## Problem
Rewrite the material below with every "Segment" replaced by "Trace", keeping all other lines unchanged.

|---|

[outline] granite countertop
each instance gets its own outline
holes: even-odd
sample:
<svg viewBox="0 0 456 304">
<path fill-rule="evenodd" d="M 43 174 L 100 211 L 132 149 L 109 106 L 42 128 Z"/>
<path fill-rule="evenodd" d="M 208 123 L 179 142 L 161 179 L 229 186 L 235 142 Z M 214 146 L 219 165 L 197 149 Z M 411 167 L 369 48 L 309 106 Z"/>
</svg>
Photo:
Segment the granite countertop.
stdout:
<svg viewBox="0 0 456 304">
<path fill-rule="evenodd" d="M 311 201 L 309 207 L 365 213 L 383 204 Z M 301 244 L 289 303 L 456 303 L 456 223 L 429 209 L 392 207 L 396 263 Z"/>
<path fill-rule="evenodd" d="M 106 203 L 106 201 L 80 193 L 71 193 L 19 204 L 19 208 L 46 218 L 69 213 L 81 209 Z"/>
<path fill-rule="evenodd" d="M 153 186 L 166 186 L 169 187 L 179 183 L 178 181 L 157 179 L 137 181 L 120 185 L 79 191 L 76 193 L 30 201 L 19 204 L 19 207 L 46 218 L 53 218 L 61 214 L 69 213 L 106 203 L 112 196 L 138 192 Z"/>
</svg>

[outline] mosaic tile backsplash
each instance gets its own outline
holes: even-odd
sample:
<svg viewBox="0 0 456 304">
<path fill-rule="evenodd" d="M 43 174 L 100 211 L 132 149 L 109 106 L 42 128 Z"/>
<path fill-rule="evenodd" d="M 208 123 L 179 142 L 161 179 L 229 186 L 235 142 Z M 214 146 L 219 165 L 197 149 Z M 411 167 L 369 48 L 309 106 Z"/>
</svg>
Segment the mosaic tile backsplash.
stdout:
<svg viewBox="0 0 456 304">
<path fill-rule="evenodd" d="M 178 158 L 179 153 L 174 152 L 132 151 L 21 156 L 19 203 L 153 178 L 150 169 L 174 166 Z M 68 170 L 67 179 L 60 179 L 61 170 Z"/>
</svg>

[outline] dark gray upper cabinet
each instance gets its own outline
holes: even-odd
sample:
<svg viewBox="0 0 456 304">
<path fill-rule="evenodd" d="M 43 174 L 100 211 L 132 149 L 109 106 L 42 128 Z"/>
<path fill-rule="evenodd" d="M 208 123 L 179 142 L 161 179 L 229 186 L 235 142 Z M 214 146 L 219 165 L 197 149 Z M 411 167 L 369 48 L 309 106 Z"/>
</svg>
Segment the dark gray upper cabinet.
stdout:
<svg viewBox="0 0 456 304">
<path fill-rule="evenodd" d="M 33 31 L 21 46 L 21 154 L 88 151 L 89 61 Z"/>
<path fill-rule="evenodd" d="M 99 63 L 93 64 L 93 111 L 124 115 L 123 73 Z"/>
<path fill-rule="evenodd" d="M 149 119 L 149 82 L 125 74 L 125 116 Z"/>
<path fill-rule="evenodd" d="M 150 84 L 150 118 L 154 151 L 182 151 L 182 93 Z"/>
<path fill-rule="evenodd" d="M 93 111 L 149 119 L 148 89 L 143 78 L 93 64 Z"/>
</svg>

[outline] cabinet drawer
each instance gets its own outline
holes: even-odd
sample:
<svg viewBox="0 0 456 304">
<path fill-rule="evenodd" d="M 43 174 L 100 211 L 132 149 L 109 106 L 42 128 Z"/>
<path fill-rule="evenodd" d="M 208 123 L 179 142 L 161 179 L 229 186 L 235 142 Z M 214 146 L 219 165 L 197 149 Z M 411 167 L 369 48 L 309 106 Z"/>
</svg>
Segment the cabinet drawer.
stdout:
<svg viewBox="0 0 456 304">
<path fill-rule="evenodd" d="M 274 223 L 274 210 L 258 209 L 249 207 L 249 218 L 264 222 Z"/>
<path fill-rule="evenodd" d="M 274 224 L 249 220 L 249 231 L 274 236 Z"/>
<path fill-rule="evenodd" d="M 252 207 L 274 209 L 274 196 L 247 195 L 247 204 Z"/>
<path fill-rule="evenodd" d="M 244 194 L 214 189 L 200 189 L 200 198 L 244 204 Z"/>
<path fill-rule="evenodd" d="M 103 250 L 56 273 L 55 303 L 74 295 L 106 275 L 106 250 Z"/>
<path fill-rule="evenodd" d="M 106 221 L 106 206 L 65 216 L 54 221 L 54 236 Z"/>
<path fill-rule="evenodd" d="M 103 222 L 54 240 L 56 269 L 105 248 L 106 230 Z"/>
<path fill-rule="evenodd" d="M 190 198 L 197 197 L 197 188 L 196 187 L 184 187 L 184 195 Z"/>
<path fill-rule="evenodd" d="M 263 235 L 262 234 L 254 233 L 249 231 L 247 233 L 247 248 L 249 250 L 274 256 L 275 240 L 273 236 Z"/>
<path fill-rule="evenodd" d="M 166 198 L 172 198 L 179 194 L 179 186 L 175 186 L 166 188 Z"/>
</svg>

|---|

## Written answer
[outline] granite countertop
each instance gets its own outline
holes: even-odd
sample:
<svg viewBox="0 0 456 304">
<path fill-rule="evenodd" d="M 43 174 L 100 211 L 132 149 L 109 106 L 42 128 Z"/>
<path fill-rule="evenodd" d="M 208 123 L 179 142 L 161 179 L 229 186 L 235 142 Z M 214 146 L 219 165 L 197 149 Z M 411 167 L 369 48 L 309 106 Z"/>
</svg>
Photo:
Trace the granite countertop.
stdout:
<svg viewBox="0 0 456 304">
<path fill-rule="evenodd" d="M 311 201 L 309 207 L 365 213 L 383 204 Z M 301 244 L 289 303 L 456 303 L 456 223 L 429 209 L 392 207 L 396 263 Z"/>
<path fill-rule="evenodd" d="M 106 203 L 106 201 L 80 193 L 71 193 L 19 204 L 19 208 L 46 218 L 69 213 L 81 209 Z"/>
<path fill-rule="evenodd" d="M 153 186 L 166 186 L 169 187 L 179 183 L 178 181 L 157 179 L 137 181 L 120 185 L 79 191 L 76 193 L 30 201 L 19 204 L 19 207 L 46 218 L 53 218 L 61 214 L 69 213 L 106 203 L 112 196 L 138 192 Z"/>
</svg>

[outline] mosaic tile backsplash
each instance gets its own outline
holes: even-odd
sample:
<svg viewBox="0 0 456 304">
<path fill-rule="evenodd" d="M 43 174 L 100 211 L 132 149 L 109 106 L 42 128 Z"/>
<path fill-rule="evenodd" d="M 208 123 L 179 142 L 161 179 L 229 186 L 235 142 Z M 214 146 L 219 165 L 197 149 Z M 411 167 L 369 48 L 309 106 Z"/>
</svg>
Trace the mosaic tile backsplash.
stdout:
<svg viewBox="0 0 456 304">
<path fill-rule="evenodd" d="M 178 158 L 179 153 L 174 152 L 132 151 L 21 156 L 19 203 L 153 178 L 150 169 L 174 166 Z M 68 170 L 67 179 L 60 179 L 61 170 Z"/>
</svg>

[outline] dark gray upper cabinet
each instance gets its own outline
holes: even-odd
sample:
<svg viewBox="0 0 456 304">
<path fill-rule="evenodd" d="M 43 174 L 100 211 L 132 149 L 109 106 L 42 128 Z"/>
<path fill-rule="evenodd" d="M 208 123 L 179 142 L 161 179 L 229 186 L 235 142 Z M 214 146 L 219 165 L 197 149 Z M 411 167 L 369 48 L 309 106 Z"/>
</svg>
Trace the dark gray upper cabinet.
stdout:
<svg viewBox="0 0 456 304">
<path fill-rule="evenodd" d="M 33 31 L 21 46 L 21 154 L 88 151 L 89 61 Z"/>
<path fill-rule="evenodd" d="M 99 63 L 93 64 L 93 111 L 124 115 L 123 73 Z"/>
<path fill-rule="evenodd" d="M 149 119 L 149 82 L 125 74 L 125 116 Z"/>
<path fill-rule="evenodd" d="M 150 84 L 150 118 L 154 151 L 182 151 L 182 93 Z"/>
<path fill-rule="evenodd" d="M 93 111 L 149 119 L 148 89 L 143 78 L 93 64 Z"/>
</svg>

[outline] cabinet drawer
each instance gets its own outline
holes: even-odd
sample:
<svg viewBox="0 0 456 304">
<path fill-rule="evenodd" d="M 43 174 L 100 211 L 132 149 L 109 106 L 42 128 Z"/>
<path fill-rule="evenodd" d="M 208 123 L 179 142 L 161 179 L 229 186 L 235 142 Z M 214 146 L 219 165 L 197 149 Z M 411 167 L 369 48 L 309 106 Z"/>
</svg>
Trace the cabinet drawer.
stdout:
<svg viewBox="0 0 456 304">
<path fill-rule="evenodd" d="M 274 223 L 274 210 L 258 209 L 249 207 L 249 218 L 264 222 Z"/>
<path fill-rule="evenodd" d="M 274 224 L 249 220 L 249 231 L 274 236 Z"/>
<path fill-rule="evenodd" d="M 252 207 L 274 209 L 274 196 L 247 195 L 247 204 Z"/>
<path fill-rule="evenodd" d="M 244 194 L 214 189 L 200 189 L 200 198 L 244 204 Z"/>
<path fill-rule="evenodd" d="M 103 250 L 56 273 L 55 303 L 74 295 L 106 275 L 106 250 Z"/>
<path fill-rule="evenodd" d="M 106 221 L 106 206 L 65 216 L 54 221 L 54 236 Z"/>
<path fill-rule="evenodd" d="M 103 222 L 54 240 L 56 269 L 105 248 L 106 230 Z"/>
<path fill-rule="evenodd" d="M 190 198 L 197 197 L 197 188 L 196 187 L 184 187 L 184 195 Z"/>
<path fill-rule="evenodd" d="M 263 235 L 262 234 L 254 233 L 249 231 L 247 233 L 247 248 L 249 250 L 274 256 L 275 240 L 273 236 Z"/>
<path fill-rule="evenodd" d="M 166 198 L 172 198 L 179 194 L 179 186 L 175 186 L 166 188 Z"/>
</svg>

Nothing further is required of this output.